July 1st, 2009

Go Tell Tony

I have this neighbor — we’ll call him “Tony”, since his name is Anthony, and he acts exactly like Tony Soprano, and actually, I think we randomly started calling him that to his face without realizing that he never pointedly told us we could.

Anyway, I have this neighbor (Tony) who comes across as more and more insane every time I see him, but in the most delightfully satisfying way.  He owns this live-work building for artists next door to us, and I guess he lives elsewhere — of course I want to say Bay Ridge or the Rockaways, just because that conveniently matches up with the vastly dramatized romantic image of him I’ve created — and he’s married and, like, 55.  I’ve met his wife — Gina — and she’s lovely.

Despite living (I guess?) somewhere else, he is often out on the street in a bathrobe, smoking a cigar.  I love him for it; it totally makes my day.  It’s exactly what the neighborhood needs more white people to be doing!  He’s always shouting — goodnaturedly — and any time anything “funny” happens, he’s always the first to step in and set everybody straight, wiseguy-style.
━━━━━━━━━━━━━━━━
SHORT PROBLEM A >>
Reproduce verbatim the stretch of the Tony post from "July 1st, 2009" through "us we could.".

[Part of a data file]
━━━━━━━━━━━━━━━━
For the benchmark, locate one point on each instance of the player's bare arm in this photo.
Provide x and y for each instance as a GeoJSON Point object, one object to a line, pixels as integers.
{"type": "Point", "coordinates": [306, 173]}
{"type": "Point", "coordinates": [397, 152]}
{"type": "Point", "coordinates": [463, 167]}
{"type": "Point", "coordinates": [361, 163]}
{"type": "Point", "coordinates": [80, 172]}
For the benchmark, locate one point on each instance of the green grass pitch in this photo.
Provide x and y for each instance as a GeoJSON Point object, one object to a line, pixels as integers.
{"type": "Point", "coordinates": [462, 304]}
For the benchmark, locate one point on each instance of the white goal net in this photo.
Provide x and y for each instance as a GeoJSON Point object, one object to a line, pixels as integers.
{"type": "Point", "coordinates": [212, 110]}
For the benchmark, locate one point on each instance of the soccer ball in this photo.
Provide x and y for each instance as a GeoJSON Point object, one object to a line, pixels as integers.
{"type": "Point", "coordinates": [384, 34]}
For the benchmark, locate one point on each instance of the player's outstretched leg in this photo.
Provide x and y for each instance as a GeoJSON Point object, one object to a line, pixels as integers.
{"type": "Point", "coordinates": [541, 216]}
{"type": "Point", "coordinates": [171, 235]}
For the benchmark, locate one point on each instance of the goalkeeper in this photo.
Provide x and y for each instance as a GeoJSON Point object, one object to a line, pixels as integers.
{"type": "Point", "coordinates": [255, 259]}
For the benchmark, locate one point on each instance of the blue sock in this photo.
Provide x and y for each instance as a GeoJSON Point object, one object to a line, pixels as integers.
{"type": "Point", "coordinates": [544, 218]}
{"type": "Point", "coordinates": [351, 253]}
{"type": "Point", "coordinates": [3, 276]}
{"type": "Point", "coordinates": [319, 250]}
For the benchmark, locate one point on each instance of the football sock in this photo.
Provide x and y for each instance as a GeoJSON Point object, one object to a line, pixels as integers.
━━━━━━━━━━━━━━━━
SHORT PROBLEM B >>
Transcribe verbatim the stretch of the records from the line containing "blue sock in this photo." through the end of the records.

OUTPUT A >>
July 1st, 2009

Go Tell Tony

I have this neighbor — we’ll call him “Tony”, since his name is Anthony, and he acts exactly like Tony Soprano, and actually, I think we randomly started calling him that to his face without realizing that he never pointedly told us we could.

OUTPUT B >>
For the benchmark, locate one point on each instance of the blue sock in this photo.
Provide x and y for each instance as a GeoJSON Point object, one object to a line, pixels as integers.
{"type": "Point", "coordinates": [544, 218]}
{"type": "Point", "coordinates": [351, 253]}
{"type": "Point", "coordinates": [3, 276]}
{"type": "Point", "coordinates": [319, 250]}
For the benchmark, locate one point on each instance of the football sock in this photo.
Provide x and y for each instance as a GeoJSON Point object, one object to a line, pixels as integers.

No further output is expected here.